-- begin Material supplied --

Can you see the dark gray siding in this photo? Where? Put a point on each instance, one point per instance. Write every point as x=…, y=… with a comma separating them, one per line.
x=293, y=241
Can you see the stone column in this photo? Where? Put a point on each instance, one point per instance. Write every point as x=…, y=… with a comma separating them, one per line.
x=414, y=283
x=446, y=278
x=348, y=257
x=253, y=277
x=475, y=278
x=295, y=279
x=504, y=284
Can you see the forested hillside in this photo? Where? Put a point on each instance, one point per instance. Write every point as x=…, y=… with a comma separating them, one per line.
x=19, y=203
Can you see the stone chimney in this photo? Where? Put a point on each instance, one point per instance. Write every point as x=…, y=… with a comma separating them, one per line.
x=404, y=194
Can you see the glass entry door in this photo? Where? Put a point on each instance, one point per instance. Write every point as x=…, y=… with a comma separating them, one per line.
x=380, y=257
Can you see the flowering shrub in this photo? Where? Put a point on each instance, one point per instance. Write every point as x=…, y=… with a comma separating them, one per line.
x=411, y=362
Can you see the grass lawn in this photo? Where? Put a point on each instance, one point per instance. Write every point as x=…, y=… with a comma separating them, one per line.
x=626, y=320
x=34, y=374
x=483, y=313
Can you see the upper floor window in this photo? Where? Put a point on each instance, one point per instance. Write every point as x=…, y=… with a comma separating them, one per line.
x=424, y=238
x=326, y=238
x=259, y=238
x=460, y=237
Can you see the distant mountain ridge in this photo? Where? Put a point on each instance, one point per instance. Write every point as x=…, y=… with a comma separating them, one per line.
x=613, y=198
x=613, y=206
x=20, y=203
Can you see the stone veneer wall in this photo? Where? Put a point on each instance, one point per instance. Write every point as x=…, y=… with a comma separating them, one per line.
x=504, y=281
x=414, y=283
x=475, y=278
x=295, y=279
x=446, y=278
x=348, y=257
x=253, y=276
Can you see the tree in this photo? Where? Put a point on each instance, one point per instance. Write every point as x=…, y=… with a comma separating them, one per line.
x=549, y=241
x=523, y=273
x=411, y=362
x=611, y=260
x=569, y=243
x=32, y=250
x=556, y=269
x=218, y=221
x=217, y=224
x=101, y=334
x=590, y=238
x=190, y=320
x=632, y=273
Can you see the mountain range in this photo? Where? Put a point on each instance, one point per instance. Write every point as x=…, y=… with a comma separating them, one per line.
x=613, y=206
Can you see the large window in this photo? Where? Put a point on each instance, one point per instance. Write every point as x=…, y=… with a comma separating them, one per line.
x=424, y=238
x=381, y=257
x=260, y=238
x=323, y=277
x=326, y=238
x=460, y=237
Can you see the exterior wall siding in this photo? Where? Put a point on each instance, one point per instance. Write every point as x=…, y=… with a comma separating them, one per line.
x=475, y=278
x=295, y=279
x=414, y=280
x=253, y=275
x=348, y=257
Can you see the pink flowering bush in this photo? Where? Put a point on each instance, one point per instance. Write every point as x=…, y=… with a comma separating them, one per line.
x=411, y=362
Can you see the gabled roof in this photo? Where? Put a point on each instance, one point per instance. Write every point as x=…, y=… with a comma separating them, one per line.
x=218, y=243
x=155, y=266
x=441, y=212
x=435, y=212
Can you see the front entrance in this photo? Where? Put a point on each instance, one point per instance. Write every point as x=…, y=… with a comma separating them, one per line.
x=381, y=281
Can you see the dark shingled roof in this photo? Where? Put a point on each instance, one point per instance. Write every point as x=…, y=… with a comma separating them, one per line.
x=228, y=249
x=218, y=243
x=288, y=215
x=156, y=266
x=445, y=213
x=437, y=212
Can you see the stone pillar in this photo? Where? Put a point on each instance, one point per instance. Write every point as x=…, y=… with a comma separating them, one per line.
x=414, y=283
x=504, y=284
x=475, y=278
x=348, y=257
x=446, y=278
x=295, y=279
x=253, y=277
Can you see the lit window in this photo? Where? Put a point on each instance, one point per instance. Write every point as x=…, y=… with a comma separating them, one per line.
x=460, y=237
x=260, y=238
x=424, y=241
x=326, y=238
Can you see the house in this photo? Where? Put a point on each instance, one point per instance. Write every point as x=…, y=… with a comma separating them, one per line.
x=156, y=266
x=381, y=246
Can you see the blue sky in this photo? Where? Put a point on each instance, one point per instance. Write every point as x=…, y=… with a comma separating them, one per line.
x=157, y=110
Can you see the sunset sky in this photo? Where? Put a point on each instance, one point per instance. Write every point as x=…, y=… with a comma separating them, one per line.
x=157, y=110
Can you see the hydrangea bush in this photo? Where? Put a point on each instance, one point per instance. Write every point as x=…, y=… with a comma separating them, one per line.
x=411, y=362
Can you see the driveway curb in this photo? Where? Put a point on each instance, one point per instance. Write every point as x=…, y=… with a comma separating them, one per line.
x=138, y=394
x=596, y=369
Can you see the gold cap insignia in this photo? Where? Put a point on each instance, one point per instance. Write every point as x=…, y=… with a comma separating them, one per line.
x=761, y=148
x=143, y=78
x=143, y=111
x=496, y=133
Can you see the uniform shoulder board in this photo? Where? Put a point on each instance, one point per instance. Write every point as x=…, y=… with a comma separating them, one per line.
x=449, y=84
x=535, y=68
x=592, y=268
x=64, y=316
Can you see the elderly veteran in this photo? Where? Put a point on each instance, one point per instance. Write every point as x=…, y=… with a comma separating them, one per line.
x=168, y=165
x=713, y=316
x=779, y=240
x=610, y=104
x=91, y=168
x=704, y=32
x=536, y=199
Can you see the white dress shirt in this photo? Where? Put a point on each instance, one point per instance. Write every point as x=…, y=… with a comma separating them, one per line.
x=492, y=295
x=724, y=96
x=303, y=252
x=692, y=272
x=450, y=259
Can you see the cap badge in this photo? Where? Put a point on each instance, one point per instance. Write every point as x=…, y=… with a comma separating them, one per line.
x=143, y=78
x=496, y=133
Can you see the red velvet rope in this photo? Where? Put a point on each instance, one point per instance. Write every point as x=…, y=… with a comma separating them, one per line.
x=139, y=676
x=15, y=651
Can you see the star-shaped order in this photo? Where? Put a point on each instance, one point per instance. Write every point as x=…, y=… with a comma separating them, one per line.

-- end Material supplied --

Directive —
Copy every one of the entries above verbatim, keeping each line and its coordinates unchanged.

Expected output —
Can you see the dark gray siding in this photo? Where? Put a point on each instance, one point per instance. Write every point as x=…, y=… with a comma separating them, one per line.
x=293, y=241
Can you see the stone column in this photo? Where? Put a point on each instance, one point per instance. Write every point as x=…, y=… with a comma separating them, one per line.
x=414, y=283
x=446, y=278
x=348, y=257
x=253, y=277
x=475, y=278
x=295, y=279
x=504, y=284
Can you see the forested hillside in this photo? Where? Put a point on each instance, one point per instance. Write every point as x=…, y=… with a comma separating them, one per line.
x=19, y=203
Can you see the stone chimney in this photo? Where? Put a point on each instance, one point per instance. Write every point as x=…, y=… with a comma separating them, one per line.
x=404, y=194
Can you see the glass entry door in this photo? Where? Put a point on each instance, one point per instance. Write every point as x=…, y=… with a comma separating them, one per line.
x=380, y=257
Can you see the flowering shrub in this photo? Where? Put a point on each instance, one point per instance. Write every point as x=…, y=… with a comma separating them, one per line.
x=411, y=362
Can you see the grass lawn in this photo? Where? Put a point on each instance, one point per instance. Write every point as x=…, y=… with a comma separating them, one per line.
x=626, y=320
x=34, y=374
x=483, y=313
Can you see the upper floor window in this photo? Where? Put a point on each instance, one point per instance. Write every point as x=…, y=… with a comma separating them, one per line.
x=424, y=238
x=326, y=238
x=259, y=238
x=460, y=237
Can you see the distant mountain ridge in this photo? Where? Put a point on each instance, one point per instance. Write every point as x=…, y=… with a comma separating them, one per line.
x=613, y=198
x=613, y=206
x=20, y=203
Can you see the stone veneer wall in this photo? Where? Put a point on each instance, one point per instance. Write every point as x=…, y=… with a comma separating them, one per line.
x=504, y=281
x=414, y=283
x=475, y=278
x=295, y=279
x=446, y=278
x=348, y=257
x=253, y=276
Can you see the tree in this photo? Where? Put a point on each instance, one point per instance. Write every point as x=…, y=… with a comma separating them, one per line.
x=549, y=241
x=523, y=273
x=411, y=362
x=611, y=260
x=569, y=243
x=32, y=250
x=556, y=269
x=218, y=221
x=217, y=224
x=101, y=334
x=590, y=238
x=190, y=320
x=632, y=273
Can you see the mountain range in this photo? Where? Put a point on each instance, one point per instance. Write every point as x=…, y=… with a comma separating them, one per line.
x=613, y=206
Can you see the large window in this photo? Where? Put a point on each instance, one point per instance. Write every point as x=…, y=… with a comma separating them, one per line.
x=424, y=238
x=381, y=257
x=260, y=238
x=323, y=277
x=326, y=238
x=460, y=237
Can you see the exterior wall siding in this photo? Where? Put a point on each instance, one point per instance. Write every point as x=…, y=… with a comma separating them, one per line.
x=475, y=278
x=295, y=279
x=414, y=280
x=253, y=275
x=348, y=257
Can you see the pink flowering bush in this photo? Where? Put a point on each instance, one point per instance. Write every point as x=…, y=… with a comma separating them, one per line.
x=411, y=362
Can you see the gabled roof in this photo? Where? Put a point on each instance, one point per instance. Write every point as x=…, y=… with a comma separating them, one per line.
x=218, y=243
x=155, y=266
x=441, y=212
x=435, y=212
Can you see the front entrance in this photo? Where? Put a point on each instance, one point per instance. Write every point as x=…, y=… with a comma separating them, one per line.
x=381, y=281
Can you see the dark shingled roof in this photo? Where? Put a point on each instance, one point per instance. Write every point as x=…, y=… with a comma separating them, one per line.
x=228, y=249
x=218, y=243
x=288, y=215
x=156, y=266
x=445, y=213
x=437, y=212
Can you see the stone pillar in this photo? Where? Put a point on each instance, one point per instance. Write every point as x=…, y=… with a comma separating them, one per line.
x=414, y=283
x=504, y=284
x=475, y=278
x=348, y=257
x=446, y=278
x=295, y=279
x=253, y=277
Can you see the lit window in this photo? Where? Put a point on each instance, one point per instance. Write every point as x=…, y=… with a comma separating them, one per line.
x=460, y=237
x=260, y=238
x=424, y=241
x=326, y=238
Can you see the house in this photo? Where? Put a point on each instance, one point per instance. Write every point as x=…, y=… with a comma separating them, one per line.
x=156, y=266
x=381, y=246
Can you see the blue sky in this photo? Where? Put a point on each instance, one point per instance. Write every point as x=…, y=… with a comma separating them, one per line.
x=157, y=110
Can you see the sunset sky in this photo? Where? Put a point on each instance, one point per instance. Write every point as x=…, y=… with a comma separating them, one per line.
x=157, y=110
Can you see the hydrangea bush in this photo? Where? Put a point on each instance, one point per instance. Write every point as x=…, y=… with a comma separating them, one per line.
x=411, y=362
Can you see the driveway curb in this photo? Where? Put a point on each instance, one point per instance. Write every point as x=…, y=… with a comma separating them, one per line.
x=138, y=394
x=596, y=369
Can you see the gold cap insignia in this photo? Where? Put a point on each instance, one point per instance. Write every point as x=…, y=… with a comma separating them, one per line.
x=761, y=148
x=143, y=78
x=143, y=111
x=496, y=133
Can you see the uniform shoulder board in this photo? Where? Put a point on each instance, one point per instance. Write every point as x=…, y=… with a comma separating them, one per line.
x=449, y=84
x=535, y=68
x=592, y=268
x=64, y=316
Can you see the elderly veteran in this photo? Where? Put a point on each instance, one point per instance. Write every point as x=…, y=… with a comma separating them, one per line.
x=168, y=165
x=713, y=316
x=779, y=240
x=610, y=104
x=91, y=168
x=704, y=32
x=536, y=199
Can you see the white dress shirt in this photo? Where? Put a point on each instance, one point per instance. Write every point as x=…, y=… with a comma separating them, one per line.
x=492, y=295
x=724, y=96
x=303, y=252
x=692, y=272
x=450, y=259
Can you see the cap badge in this photo? Where? Put a point on each instance, one point per instance. Write every point as x=…, y=… with a comma separating them, one per line.
x=143, y=78
x=496, y=133
Can you see the red velvet rope in this photo? Where? Put a point on each instance, one point per instance. Write every point as x=…, y=… with a comma separating them, one per line.
x=139, y=676
x=15, y=651
Can you see the star-shaped order in this photo? Where? Put a point on each instance, one point per instance. Write every point as x=…, y=… with a comma separating them, one per line.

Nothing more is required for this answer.